REQUIRED WORK: Print all of the records below again without a single difference.

···

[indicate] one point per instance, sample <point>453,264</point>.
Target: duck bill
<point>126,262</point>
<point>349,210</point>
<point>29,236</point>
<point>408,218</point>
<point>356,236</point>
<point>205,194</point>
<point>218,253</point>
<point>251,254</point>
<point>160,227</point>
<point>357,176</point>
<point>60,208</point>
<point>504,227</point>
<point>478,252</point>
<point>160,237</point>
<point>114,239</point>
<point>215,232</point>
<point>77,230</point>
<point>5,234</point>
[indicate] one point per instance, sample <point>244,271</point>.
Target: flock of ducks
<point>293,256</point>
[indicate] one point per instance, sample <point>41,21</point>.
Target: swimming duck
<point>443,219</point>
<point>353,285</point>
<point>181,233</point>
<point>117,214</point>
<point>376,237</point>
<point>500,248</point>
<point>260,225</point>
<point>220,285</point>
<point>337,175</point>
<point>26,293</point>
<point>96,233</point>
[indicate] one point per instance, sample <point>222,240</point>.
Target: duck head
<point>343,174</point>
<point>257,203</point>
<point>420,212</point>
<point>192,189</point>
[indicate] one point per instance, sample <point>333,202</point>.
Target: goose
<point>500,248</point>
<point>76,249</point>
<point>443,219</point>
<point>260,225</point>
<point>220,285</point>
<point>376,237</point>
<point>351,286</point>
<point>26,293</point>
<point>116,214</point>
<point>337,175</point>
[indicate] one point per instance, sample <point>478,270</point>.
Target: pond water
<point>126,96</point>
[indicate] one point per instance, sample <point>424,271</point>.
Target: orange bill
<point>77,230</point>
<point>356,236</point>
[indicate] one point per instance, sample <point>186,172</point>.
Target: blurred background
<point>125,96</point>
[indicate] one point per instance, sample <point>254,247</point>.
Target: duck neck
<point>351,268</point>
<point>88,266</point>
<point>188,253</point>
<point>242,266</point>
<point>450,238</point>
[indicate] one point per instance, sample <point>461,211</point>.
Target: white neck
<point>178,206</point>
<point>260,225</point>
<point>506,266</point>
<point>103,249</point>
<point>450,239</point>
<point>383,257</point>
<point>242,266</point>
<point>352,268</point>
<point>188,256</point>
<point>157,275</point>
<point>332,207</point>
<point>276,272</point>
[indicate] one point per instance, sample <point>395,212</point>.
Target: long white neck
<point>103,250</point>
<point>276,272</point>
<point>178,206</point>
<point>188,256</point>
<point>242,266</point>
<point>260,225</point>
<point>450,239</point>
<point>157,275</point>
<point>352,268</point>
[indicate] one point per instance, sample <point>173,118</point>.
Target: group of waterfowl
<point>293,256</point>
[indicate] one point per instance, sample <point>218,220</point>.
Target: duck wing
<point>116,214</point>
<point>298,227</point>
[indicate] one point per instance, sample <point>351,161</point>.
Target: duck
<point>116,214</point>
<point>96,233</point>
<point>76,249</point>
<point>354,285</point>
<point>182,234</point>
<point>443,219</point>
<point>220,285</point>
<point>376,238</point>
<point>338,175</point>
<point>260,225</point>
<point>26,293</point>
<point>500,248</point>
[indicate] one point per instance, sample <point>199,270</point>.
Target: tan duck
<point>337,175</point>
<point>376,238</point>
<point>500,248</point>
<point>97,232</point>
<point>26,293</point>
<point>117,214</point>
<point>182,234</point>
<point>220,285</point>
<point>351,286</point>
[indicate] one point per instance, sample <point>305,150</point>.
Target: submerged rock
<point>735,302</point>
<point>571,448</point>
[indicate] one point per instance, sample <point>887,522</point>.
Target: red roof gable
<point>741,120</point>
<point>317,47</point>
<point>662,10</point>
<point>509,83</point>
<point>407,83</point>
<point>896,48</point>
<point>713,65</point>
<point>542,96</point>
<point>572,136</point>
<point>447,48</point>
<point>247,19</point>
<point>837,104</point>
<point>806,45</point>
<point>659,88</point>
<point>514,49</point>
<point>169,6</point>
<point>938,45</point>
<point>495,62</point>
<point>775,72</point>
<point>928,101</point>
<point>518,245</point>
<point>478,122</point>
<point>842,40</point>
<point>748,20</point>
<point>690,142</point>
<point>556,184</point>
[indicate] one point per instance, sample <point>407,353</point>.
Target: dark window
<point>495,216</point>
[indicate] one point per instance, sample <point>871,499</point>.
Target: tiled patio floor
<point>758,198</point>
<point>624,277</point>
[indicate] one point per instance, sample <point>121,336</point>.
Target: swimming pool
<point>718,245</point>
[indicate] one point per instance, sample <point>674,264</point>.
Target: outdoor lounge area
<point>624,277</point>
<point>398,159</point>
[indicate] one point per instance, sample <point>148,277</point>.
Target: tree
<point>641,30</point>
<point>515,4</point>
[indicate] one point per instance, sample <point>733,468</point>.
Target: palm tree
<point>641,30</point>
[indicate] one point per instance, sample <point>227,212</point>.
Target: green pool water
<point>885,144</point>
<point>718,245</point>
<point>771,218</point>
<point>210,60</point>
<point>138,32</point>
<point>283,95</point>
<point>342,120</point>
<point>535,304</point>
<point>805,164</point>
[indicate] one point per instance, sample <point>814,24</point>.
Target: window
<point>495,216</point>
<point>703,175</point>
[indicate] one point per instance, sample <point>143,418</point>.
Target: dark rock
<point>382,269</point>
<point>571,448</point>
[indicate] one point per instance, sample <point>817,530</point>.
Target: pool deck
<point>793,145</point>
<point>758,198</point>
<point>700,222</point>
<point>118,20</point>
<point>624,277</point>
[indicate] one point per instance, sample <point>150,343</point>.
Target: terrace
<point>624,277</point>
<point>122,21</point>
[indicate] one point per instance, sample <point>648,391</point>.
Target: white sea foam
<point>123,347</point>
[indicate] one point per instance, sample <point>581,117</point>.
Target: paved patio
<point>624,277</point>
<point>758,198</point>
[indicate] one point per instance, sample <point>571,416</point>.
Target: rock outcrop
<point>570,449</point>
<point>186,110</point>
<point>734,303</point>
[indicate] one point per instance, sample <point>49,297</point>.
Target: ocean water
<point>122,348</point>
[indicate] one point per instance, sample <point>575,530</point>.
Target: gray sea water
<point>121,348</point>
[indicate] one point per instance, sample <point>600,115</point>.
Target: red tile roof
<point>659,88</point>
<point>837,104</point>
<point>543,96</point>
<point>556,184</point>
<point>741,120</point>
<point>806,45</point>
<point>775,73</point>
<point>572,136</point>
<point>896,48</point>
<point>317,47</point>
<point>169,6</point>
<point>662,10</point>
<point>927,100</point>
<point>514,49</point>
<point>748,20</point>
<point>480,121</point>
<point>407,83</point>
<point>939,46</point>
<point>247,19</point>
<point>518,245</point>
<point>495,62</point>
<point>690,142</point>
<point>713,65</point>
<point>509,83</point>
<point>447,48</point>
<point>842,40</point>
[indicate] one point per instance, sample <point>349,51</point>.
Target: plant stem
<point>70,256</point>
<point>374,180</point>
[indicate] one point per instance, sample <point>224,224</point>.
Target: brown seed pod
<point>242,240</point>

···

EXERCISE OUTPUT:
[indicate] one point per instance, sample <point>453,264</point>.
Target: duck bill
<point>126,262</point>
<point>349,210</point>
<point>29,236</point>
<point>408,218</point>
<point>356,236</point>
<point>205,194</point>
<point>218,253</point>
<point>251,254</point>
<point>160,227</point>
<point>357,176</point>
<point>60,208</point>
<point>504,227</point>
<point>478,252</point>
<point>160,237</point>
<point>114,239</point>
<point>215,232</point>
<point>77,230</point>
<point>5,234</point>
[indicate] one point per instance, sample <point>244,271</point>.
Target: flock of ducks
<point>293,256</point>
[indicate] one point per instance, sample <point>41,21</point>.
Target: swimming duck
<point>443,219</point>
<point>353,285</point>
<point>181,233</point>
<point>117,214</point>
<point>376,237</point>
<point>500,248</point>
<point>260,225</point>
<point>220,285</point>
<point>337,175</point>
<point>26,293</point>
<point>96,233</point>
[indicate] one point per instance, sample <point>222,240</point>.
Target: duck head
<point>343,174</point>
<point>257,203</point>
<point>420,212</point>
<point>192,189</point>
[indicate] one point per instance, sample <point>333,202</point>.
Target: goose
<point>500,248</point>
<point>76,249</point>
<point>443,219</point>
<point>260,225</point>
<point>220,285</point>
<point>376,237</point>
<point>351,286</point>
<point>26,293</point>
<point>116,214</point>
<point>337,175</point>
[indicate] one point per instance, sample <point>478,270</point>.
Target: pond water
<point>126,96</point>
[indicate] one point per instance, sample <point>424,271</point>.
Target: orange bill
<point>77,230</point>
<point>356,236</point>
[indicate] one point per instance, sample <point>186,172</point>.
Target: blurred background
<point>125,96</point>
[indicate] one point per instance, sample <point>254,247</point>.
Target: duck neck
<point>351,268</point>
<point>88,266</point>
<point>188,253</point>
<point>242,266</point>
<point>450,238</point>
[indicate] one point per instance, sample <point>461,211</point>.
Target: white neck
<point>178,206</point>
<point>260,225</point>
<point>506,266</point>
<point>103,249</point>
<point>450,239</point>
<point>383,257</point>
<point>242,266</point>
<point>352,268</point>
<point>188,256</point>
<point>157,275</point>
<point>332,207</point>
<point>276,272</point>
[indicate] one point per instance, sample <point>395,212</point>.
Target: long white neck
<point>103,250</point>
<point>276,272</point>
<point>178,206</point>
<point>188,256</point>
<point>242,266</point>
<point>260,225</point>
<point>450,239</point>
<point>157,275</point>
<point>352,268</point>
[indicate] one point per instance, sample <point>173,118</point>.
Target: group of waterfowl
<point>293,256</point>
[indicate] one point per instance, sample <point>218,220</point>.
Target: duck wing
<point>116,214</point>
<point>298,227</point>
[indicate] one point per instance, sample <point>351,161</point>.
Target: duck
<point>116,214</point>
<point>96,233</point>
<point>76,249</point>
<point>354,285</point>
<point>182,234</point>
<point>443,219</point>
<point>220,285</point>
<point>376,238</point>
<point>338,175</point>
<point>260,225</point>
<point>26,293</point>
<point>500,248</point>
[indicate] one point per instance, sample <point>199,270</point>.
Target: tan duck
<point>337,175</point>
<point>376,238</point>
<point>500,248</point>
<point>97,232</point>
<point>26,293</point>
<point>117,214</point>
<point>182,234</point>
<point>220,285</point>
<point>351,286</point>
[indicate] one point per instance, sample <point>305,150</point>.
Target: submerged rock
<point>735,302</point>
<point>571,448</point>
[indicate] one point per instance, sample <point>887,522</point>.
Target: red roof gable
<point>741,120</point>
<point>317,47</point>
<point>662,10</point>
<point>509,83</point>
<point>407,83</point>
<point>896,48</point>
<point>713,65</point>
<point>542,96</point>
<point>572,136</point>
<point>447,48</point>
<point>247,19</point>
<point>837,104</point>
<point>806,45</point>
<point>659,88</point>
<point>514,49</point>
<point>169,6</point>
<point>938,45</point>
<point>495,62</point>
<point>775,72</point>
<point>928,101</point>
<point>518,245</point>
<point>478,122</point>
<point>842,40</point>
<point>748,20</point>
<point>690,142</point>
<point>556,184</point>
[indicate] one point per instance, sample <point>407,353</point>.
Target: dark window
<point>495,216</point>
[indicate] one point per instance, sample <point>871,499</point>.
Target: tiled patio floor
<point>758,198</point>
<point>624,277</point>
[indicate] one point per instance, sample <point>121,336</point>.
Target: swimming pool
<point>718,245</point>
[indicate] one point per instance, sample <point>674,264</point>.
Target: outdoor lounge area
<point>624,277</point>
<point>398,159</point>
[indicate] one point per instance, sample <point>148,277</point>.
Target: tree
<point>641,30</point>
<point>515,4</point>
[indicate] one point per instance, sample <point>733,468</point>.
Target: palm tree
<point>641,30</point>
[indicate] one point per instance, sample <point>227,212</point>.
Target: green pool water
<point>885,144</point>
<point>718,245</point>
<point>771,218</point>
<point>210,60</point>
<point>138,32</point>
<point>283,95</point>
<point>342,120</point>
<point>535,304</point>
<point>805,164</point>
[indicate] one point per instance, sample <point>814,24</point>.
Target: window
<point>495,216</point>
<point>703,175</point>
[indicate] one point per instance, sample <point>143,418</point>.
Target: dark rock
<point>382,269</point>
<point>571,448</point>
[indicate] one point per instance, sample <point>817,530</point>.
Target: pool deck
<point>793,145</point>
<point>758,198</point>
<point>700,222</point>
<point>118,20</point>
<point>624,277</point>
[indicate] one point per instance, sample <point>150,343</point>.
Target: terrace
<point>624,277</point>
<point>122,21</point>
[indicate] one point per instance, sample <point>648,391</point>.
Target: white sea foam
<point>123,347</point>
[indicate] one point per instance, sample <point>581,117</point>.
Target: paved patio
<point>624,277</point>
<point>758,198</point>
[indicate] one point per instance, sample <point>571,416</point>.
Target: rock outcrop
<point>570,449</point>
<point>186,110</point>
<point>734,303</point>
[indicate] one point per instance, sample <point>49,297</point>.
Target: ocean water
<point>122,348</point>
[indicate] one point per instance, sample <point>575,530</point>.
Target: gray sea water
<point>121,348</point>
[indicate] one point per instance, sample <point>600,115</point>.
Target: red tile roof
<point>659,88</point>
<point>837,104</point>
<point>543,96</point>
<point>556,184</point>
<point>741,120</point>
<point>806,45</point>
<point>775,73</point>
<point>572,136</point>
<point>896,48</point>
<point>317,47</point>
<point>169,6</point>
<point>662,10</point>
<point>927,100</point>
<point>514,49</point>
<point>748,20</point>
<point>480,121</point>
<point>407,83</point>
<point>939,46</point>
<point>247,19</point>
<point>518,245</point>
<point>495,62</point>
<point>690,142</point>
<point>713,65</point>
<point>509,83</point>
<point>447,48</point>
<point>842,40</point>
[indicate] one point per instance, sample <point>349,51</point>.
Target: plant stem
<point>70,256</point>
<point>374,180</point>
[indicate] one point per instance, sample <point>224,224</point>.
Target: brown seed pod
<point>242,240</point>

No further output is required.